Rows on locating named things:
____________________
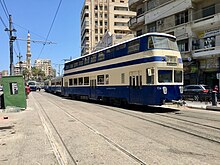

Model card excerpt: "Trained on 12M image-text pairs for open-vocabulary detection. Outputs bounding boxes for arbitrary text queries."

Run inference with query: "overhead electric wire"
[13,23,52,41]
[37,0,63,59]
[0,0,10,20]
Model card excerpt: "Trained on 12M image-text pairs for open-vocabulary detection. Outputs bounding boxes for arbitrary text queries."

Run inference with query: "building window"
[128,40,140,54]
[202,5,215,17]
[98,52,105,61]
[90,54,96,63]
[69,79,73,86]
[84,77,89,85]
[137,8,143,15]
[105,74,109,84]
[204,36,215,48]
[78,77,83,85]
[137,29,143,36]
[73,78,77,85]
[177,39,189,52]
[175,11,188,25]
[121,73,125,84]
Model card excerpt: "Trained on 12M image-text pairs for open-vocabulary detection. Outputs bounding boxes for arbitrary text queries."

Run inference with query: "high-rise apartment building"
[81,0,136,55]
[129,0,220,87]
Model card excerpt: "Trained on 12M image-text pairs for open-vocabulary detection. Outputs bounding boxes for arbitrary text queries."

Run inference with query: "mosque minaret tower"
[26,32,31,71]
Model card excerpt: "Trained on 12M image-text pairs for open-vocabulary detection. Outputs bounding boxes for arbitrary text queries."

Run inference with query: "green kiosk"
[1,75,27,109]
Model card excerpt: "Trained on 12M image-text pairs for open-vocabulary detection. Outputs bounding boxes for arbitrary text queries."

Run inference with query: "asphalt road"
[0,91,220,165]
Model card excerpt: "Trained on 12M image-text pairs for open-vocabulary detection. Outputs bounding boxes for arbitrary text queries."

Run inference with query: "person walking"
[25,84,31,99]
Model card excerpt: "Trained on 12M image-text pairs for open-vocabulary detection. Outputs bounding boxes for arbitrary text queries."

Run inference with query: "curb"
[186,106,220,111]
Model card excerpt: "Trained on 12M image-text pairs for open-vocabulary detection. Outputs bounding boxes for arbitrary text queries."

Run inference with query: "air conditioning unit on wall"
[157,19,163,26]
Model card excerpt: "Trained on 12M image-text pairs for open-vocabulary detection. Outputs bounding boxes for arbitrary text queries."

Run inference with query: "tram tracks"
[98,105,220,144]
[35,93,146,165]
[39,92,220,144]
____________________
Please rewrite all the rows above, replacing "Run inference" with "Perform detection" and keeping everything else the same, and leave out the pictures.

→ **CORRECT ANSWER**
Model card excerpt: "Trained on 12M image-text pairs for open-vocabulary detection. Outputs bounding boxes for arbitrary text queries."

Perform detection with query: "overhead electric wire"
[13,23,52,41]
[37,0,63,59]
[0,0,10,20]
Model card excerpt: "Trained on 12M image-text pairs for open-vocabulary detection. Outputs bounding boxes for arbitrary text queries."

Perform detection with query: "building window"
[128,40,140,54]
[202,5,215,17]
[98,52,105,61]
[90,54,96,63]
[69,79,73,86]
[84,77,89,85]
[137,8,143,15]
[105,74,109,84]
[204,36,215,48]
[78,77,83,85]
[137,29,143,36]
[73,78,77,85]
[177,39,189,52]
[175,11,188,25]
[121,73,125,84]
Model card excerpt: "Trained on 12M image-text pairs for open-vocabulary detection. Outputs bounding boxes for arbitrary text queries."

Perform detection with query: "high-rise apartment building"
[81,0,136,55]
[129,0,220,87]
Model card excerpt: "Trained on 12M image-text pairs for open-vocabulary detection. Outputs bounding boxes for arbitrary text queries."

Perform detection with query: "mosque minaret tower"
[26,32,31,71]
Model card excerpt: "Trained on 12M image-text pairs for open-vocabulary detection. Outputs bounding boxes for arbitrary text queries."

Perform detection with query: "green kiosk"
[1,75,27,109]
Model card excerpt: "Trained on 12M image-text pairs for open-vocabulary detection. Outputs bounding boxes for arbitrary text queries."

Perform detection with query: "asphalt road"
[0,91,220,165]
Model card excerpt: "Trained on 12M image-text pairs for open-vocabulary detection. Outputs bounding boxes for arbitrary text queries."

Perform detection with query: "person walking"
[25,84,31,99]
Model card excerpt: "Trained on 12M image-text pairs for open-vocabulary detection. Outputs bounding boxes for arbitrary text queries."

Perform detection with query: "curb"
[186,106,220,111]
Model card excerpt: "Trained on 12M image-text pairs for open-vocabulary detection. Outputs bounding boxes for arbitrary text queries."

Perform detection with query: "air conditioning unit on wall"
[157,19,163,26]
Model card excerpt: "Trained on 12M image-text pairs for open-vocabulary detection. Outputs bounding boxes for arbitrary text queries."

Perform detection with query: "tram tracks"
[98,105,220,144]
[35,93,146,165]
[39,92,220,144]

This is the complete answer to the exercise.